▸ **Direction**
Can you transcribe the lines below verbatim, beginning with the line that contains "outline black hair" and continuing through the line that contains "Draw the outline of every instance of the black hair.", both included, and nothing more?

▸ **Data provided**
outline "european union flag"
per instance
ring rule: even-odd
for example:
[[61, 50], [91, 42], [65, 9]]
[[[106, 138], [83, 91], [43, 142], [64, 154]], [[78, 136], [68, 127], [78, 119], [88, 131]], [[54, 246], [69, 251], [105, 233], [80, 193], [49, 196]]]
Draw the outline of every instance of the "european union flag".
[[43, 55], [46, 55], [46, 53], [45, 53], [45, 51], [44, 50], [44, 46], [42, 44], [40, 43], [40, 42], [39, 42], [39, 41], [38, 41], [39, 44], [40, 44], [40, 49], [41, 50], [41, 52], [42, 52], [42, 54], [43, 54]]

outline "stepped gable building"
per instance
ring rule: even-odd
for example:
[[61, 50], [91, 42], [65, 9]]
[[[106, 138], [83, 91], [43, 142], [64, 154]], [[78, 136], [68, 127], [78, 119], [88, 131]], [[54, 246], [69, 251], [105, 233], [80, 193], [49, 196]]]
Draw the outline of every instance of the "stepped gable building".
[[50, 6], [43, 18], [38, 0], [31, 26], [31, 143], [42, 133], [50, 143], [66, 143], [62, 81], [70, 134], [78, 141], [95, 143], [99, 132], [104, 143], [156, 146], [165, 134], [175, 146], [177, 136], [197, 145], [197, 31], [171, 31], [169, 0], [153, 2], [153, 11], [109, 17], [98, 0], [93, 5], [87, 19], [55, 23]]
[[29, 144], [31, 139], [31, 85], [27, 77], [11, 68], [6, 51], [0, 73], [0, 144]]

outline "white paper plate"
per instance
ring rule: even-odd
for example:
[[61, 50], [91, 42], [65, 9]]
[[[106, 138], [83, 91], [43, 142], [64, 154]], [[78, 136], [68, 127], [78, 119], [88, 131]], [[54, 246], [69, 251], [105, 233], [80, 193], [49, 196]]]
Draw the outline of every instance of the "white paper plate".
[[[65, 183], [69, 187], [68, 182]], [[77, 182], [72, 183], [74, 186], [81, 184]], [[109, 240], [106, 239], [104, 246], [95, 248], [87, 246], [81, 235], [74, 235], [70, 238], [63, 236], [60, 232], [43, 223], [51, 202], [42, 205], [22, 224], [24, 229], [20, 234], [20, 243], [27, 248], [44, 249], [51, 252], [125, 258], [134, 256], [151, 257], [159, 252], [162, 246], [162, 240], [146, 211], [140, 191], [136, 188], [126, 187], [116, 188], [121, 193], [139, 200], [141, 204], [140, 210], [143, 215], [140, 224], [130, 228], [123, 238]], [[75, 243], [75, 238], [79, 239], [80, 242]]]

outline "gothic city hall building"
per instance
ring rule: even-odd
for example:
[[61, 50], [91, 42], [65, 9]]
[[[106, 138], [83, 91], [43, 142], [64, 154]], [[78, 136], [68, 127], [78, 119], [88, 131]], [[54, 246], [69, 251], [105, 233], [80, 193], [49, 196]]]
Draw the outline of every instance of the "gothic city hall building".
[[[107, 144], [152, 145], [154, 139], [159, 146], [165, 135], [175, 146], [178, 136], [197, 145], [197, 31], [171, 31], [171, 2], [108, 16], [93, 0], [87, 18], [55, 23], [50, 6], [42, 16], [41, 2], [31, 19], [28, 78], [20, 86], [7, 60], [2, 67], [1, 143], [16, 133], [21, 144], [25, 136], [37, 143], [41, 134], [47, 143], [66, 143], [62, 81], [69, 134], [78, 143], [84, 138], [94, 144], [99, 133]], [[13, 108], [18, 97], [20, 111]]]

* * *

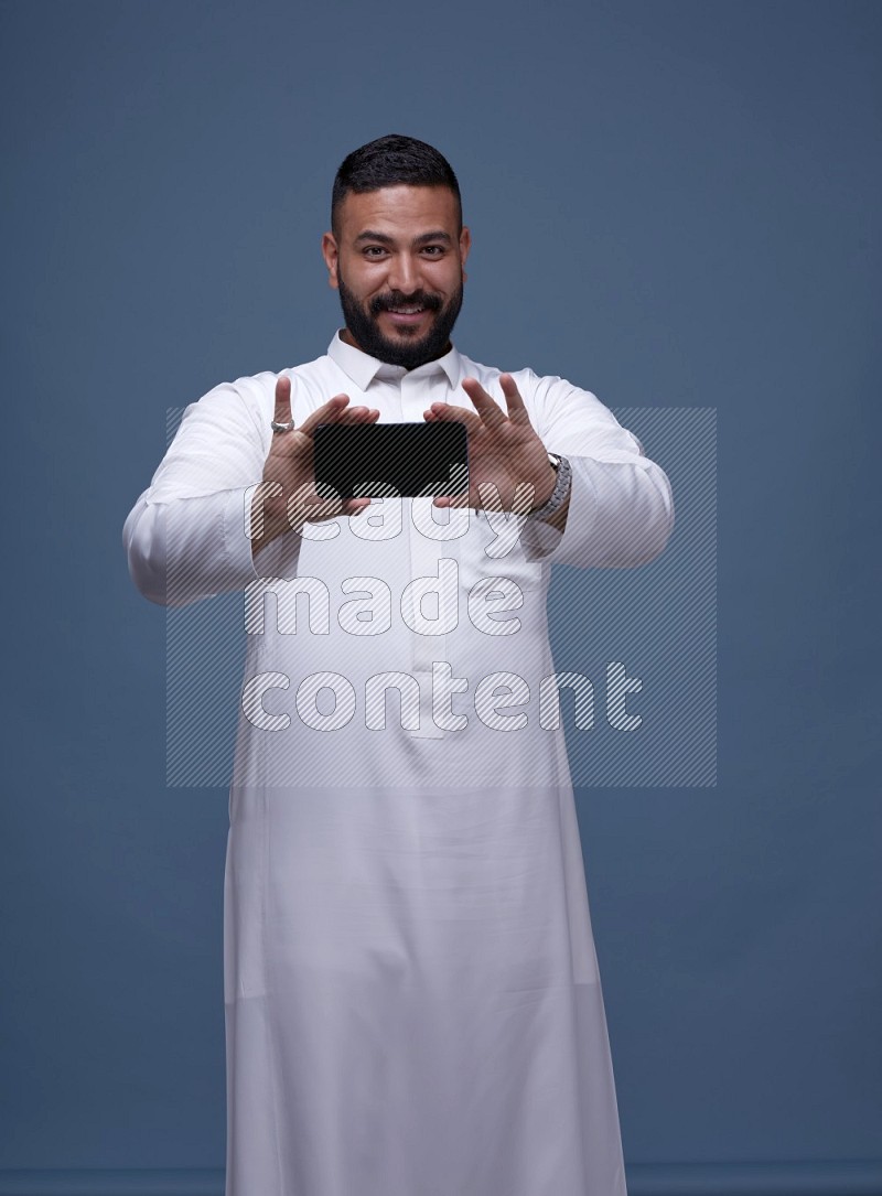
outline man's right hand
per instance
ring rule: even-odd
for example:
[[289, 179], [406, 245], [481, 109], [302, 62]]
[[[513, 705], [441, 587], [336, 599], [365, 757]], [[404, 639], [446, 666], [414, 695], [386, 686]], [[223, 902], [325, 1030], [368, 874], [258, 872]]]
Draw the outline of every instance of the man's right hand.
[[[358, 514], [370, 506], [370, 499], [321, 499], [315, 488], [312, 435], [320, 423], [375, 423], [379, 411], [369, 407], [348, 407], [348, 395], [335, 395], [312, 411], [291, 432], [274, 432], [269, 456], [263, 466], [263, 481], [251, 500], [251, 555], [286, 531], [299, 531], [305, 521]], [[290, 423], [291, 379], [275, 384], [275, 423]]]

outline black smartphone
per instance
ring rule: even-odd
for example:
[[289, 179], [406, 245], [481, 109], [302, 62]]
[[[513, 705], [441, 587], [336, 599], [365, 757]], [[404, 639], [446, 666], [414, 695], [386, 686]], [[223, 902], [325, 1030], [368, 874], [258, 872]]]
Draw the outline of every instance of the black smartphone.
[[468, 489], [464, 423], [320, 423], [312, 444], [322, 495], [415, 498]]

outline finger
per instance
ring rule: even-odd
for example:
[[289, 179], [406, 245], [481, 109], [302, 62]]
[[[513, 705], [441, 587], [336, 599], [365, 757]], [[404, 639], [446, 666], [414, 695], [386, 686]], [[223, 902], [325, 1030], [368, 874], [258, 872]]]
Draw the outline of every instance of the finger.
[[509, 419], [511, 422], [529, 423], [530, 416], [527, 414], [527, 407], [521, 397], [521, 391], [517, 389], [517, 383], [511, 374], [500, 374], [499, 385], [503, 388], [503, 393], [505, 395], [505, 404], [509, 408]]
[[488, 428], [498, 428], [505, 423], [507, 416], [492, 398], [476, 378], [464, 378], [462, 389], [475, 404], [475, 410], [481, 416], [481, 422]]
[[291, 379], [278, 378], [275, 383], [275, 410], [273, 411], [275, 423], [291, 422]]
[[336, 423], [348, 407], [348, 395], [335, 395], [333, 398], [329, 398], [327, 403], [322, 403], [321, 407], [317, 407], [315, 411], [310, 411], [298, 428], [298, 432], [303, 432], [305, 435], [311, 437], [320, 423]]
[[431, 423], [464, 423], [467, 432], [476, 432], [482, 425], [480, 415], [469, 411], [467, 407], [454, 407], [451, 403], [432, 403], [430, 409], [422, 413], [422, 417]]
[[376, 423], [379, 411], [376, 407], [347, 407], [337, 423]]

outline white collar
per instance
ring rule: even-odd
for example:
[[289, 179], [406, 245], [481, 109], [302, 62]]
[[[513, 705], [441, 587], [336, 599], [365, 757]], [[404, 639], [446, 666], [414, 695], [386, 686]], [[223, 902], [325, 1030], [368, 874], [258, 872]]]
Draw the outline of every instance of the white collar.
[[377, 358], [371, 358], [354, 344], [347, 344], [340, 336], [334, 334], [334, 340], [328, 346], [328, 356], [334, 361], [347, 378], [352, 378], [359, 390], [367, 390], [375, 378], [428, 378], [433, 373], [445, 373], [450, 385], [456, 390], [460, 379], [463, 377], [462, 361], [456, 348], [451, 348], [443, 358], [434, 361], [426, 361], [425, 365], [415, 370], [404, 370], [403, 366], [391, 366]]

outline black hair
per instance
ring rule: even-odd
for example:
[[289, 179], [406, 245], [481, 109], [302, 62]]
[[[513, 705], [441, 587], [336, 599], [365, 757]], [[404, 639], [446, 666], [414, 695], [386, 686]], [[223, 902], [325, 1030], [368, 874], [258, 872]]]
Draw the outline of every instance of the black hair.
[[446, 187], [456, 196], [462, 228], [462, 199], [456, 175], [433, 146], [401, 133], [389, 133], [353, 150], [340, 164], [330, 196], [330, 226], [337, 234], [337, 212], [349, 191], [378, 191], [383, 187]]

--

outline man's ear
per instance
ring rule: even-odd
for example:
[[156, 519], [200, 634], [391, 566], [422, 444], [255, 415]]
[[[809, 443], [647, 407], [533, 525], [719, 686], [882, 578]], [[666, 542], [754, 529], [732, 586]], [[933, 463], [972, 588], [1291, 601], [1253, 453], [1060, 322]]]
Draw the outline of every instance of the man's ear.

▸ **Result**
outline black hair
per instance
ring rule: even-odd
for example:
[[289, 179], [406, 245], [481, 109], [302, 62]]
[[[513, 705], [441, 587], [336, 599], [365, 757]], [[404, 639], [446, 666], [414, 695], [386, 686]], [[223, 902], [325, 1030], [368, 874], [258, 872]]]
Draw the outline of every instance of the black hair.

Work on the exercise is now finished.